Begin
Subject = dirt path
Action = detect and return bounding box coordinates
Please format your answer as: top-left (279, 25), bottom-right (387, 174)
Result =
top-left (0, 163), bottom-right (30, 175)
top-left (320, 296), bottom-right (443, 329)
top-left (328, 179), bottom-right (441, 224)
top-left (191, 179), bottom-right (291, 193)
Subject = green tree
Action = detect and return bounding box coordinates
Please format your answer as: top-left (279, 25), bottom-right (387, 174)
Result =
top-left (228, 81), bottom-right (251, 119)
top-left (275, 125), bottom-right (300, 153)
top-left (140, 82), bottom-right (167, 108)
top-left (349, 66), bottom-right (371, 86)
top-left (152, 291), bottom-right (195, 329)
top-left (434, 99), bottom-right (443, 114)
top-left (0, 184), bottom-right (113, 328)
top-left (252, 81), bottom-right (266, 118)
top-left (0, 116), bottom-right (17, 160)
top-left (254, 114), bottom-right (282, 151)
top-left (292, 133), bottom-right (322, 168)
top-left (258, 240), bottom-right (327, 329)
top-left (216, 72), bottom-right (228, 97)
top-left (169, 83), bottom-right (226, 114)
End
=== EXERCISE AIM ===
Reproduce every one of the records above verbatim, keeping each line unchanged and in its original order.

=== SOLUTION FOR THIS EXERCISE ===
Subject = dirt path
Action = detect and return bounding box coordinates
Please format your answer as: top-left (279, 25), bottom-right (387, 174)
Result =
top-left (0, 163), bottom-right (30, 175)
top-left (320, 296), bottom-right (443, 329)
top-left (328, 179), bottom-right (441, 224)
top-left (191, 179), bottom-right (291, 193)
Subject = green tree
Action = detect and return bounding box coordinates
Please format your answer as: top-left (279, 25), bottom-right (387, 174)
Result =
top-left (228, 81), bottom-right (251, 119)
top-left (275, 125), bottom-right (300, 153)
top-left (140, 82), bottom-right (167, 108)
top-left (349, 66), bottom-right (371, 86)
top-left (152, 291), bottom-right (195, 329)
top-left (434, 99), bottom-right (443, 114)
top-left (0, 184), bottom-right (113, 328)
top-left (252, 81), bottom-right (266, 118)
top-left (0, 116), bottom-right (17, 160)
top-left (254, 114), bottom-right (282, 151)
top-left (292, 133), bottom-right (322, 168)
top-left (258, 240), bottom-right (327, 329)
top-left (216, 72), bottom-right (228, 97)
top-left (169, 83), bottom-right (226, 114)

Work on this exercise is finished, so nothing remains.